● **WHAT YOU SHOULD DO**: Give again, word for word, every line below from the one that has "Target: guitar strap" through the one that has "Target: singer's left hand", both included, and no others.
******
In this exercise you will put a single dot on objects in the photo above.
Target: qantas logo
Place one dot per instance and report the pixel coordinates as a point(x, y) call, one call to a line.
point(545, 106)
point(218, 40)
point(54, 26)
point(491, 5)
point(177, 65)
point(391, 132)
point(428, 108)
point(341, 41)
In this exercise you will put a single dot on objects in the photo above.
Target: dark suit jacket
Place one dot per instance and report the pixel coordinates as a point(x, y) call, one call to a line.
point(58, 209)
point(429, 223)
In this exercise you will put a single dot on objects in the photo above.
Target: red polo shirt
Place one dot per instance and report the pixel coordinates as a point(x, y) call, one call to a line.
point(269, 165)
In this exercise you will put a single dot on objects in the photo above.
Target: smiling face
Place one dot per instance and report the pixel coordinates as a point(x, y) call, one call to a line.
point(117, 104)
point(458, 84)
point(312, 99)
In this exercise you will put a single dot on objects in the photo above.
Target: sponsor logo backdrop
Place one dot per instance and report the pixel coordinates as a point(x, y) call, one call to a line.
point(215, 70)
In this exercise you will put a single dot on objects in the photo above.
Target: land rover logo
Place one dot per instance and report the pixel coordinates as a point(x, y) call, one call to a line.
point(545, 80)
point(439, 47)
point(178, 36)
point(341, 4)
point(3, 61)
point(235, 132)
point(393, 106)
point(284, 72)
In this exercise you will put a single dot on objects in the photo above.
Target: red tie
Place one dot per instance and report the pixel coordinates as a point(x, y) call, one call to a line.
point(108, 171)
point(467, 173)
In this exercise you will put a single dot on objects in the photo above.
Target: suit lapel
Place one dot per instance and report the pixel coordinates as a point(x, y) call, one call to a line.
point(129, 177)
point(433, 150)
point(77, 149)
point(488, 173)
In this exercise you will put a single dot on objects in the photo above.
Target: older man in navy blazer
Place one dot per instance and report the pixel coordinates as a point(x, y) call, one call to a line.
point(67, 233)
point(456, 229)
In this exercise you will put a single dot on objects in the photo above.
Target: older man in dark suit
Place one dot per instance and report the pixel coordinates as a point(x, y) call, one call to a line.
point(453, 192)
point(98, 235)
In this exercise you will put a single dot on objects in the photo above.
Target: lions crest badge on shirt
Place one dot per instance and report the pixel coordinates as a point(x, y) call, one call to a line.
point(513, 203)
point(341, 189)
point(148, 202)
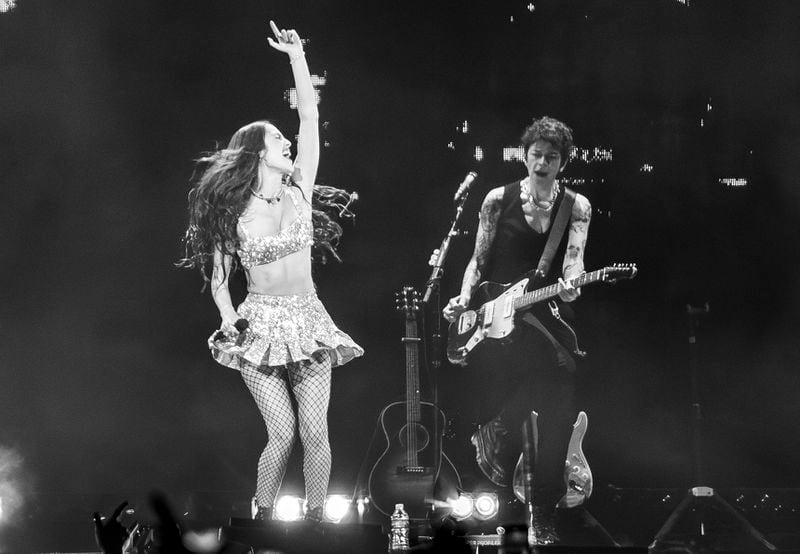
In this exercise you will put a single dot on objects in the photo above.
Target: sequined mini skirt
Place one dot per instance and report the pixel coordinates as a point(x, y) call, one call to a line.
point(281, 330)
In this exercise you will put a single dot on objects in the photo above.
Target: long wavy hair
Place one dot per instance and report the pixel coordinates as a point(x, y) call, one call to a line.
point(228, 176)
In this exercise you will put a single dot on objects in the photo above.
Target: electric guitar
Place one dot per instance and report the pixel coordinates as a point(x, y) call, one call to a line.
point(499, 304)
point(412, 469)
point(577, 473)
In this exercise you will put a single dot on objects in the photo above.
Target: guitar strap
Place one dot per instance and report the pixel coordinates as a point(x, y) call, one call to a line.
point(545, 261)
point(556, 232)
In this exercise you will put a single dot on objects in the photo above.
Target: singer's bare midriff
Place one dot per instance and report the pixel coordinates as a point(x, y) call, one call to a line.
point(288, 275)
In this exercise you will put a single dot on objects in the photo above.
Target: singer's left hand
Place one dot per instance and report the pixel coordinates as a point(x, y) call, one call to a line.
point(566, 291)
point(286, 41)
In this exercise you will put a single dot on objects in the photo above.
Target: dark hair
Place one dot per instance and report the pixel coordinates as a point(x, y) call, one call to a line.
point(553, 131)
point(220, 196)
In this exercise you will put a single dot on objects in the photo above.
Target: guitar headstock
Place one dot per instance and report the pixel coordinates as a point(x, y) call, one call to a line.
point(616, 272)
point(407, 301)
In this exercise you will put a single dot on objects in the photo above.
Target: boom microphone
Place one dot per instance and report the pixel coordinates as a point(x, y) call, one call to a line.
point(463, 188)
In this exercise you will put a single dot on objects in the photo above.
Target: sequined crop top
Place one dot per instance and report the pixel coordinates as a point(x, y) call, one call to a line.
point(297, 235)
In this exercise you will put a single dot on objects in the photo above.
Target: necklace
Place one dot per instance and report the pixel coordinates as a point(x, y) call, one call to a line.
point(270, 199)
point(533, 200)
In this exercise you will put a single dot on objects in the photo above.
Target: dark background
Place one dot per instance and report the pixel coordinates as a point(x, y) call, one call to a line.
point(106, 380)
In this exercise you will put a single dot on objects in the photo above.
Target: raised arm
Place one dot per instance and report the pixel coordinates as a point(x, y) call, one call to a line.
point(576, 244)
point(484, 237)
point(307, 160)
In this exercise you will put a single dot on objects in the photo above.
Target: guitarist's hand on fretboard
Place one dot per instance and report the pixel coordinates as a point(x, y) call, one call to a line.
point(566, 291)
point(455, 307)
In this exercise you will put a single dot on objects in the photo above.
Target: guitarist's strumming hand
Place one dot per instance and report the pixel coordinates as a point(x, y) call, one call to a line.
point(455, 307)
point(566, 291)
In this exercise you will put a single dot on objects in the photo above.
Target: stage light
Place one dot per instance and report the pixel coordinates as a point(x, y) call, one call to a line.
point(463, 506)
point(289, 508)
point(336, 507)
point(486, 505)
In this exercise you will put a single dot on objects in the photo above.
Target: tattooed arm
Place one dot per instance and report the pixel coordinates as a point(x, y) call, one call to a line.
point(487, 225)
point(576, 245)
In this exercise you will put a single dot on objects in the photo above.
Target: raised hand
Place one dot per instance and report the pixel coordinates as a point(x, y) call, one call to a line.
point(287, 41)
point(110, 534)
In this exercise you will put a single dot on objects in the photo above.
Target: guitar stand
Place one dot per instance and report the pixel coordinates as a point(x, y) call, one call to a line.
******
● **RESPONSE**:
Target: guitar strap
Place one dot per instance and report the pixel coordinates as a point(x, y) call, one call to a line.
point(545, 261)
point(556, 232)
In this exercise you will put a single dot on objects in the photo above.
Target: singer's bare midriff
Place one dot per instance and report the pixel coordinates as a point(x, y) call, one call to a line.
point(288, 275)
In this exercise you will put a single dot on objects in the photo above.
Target: singer's left hand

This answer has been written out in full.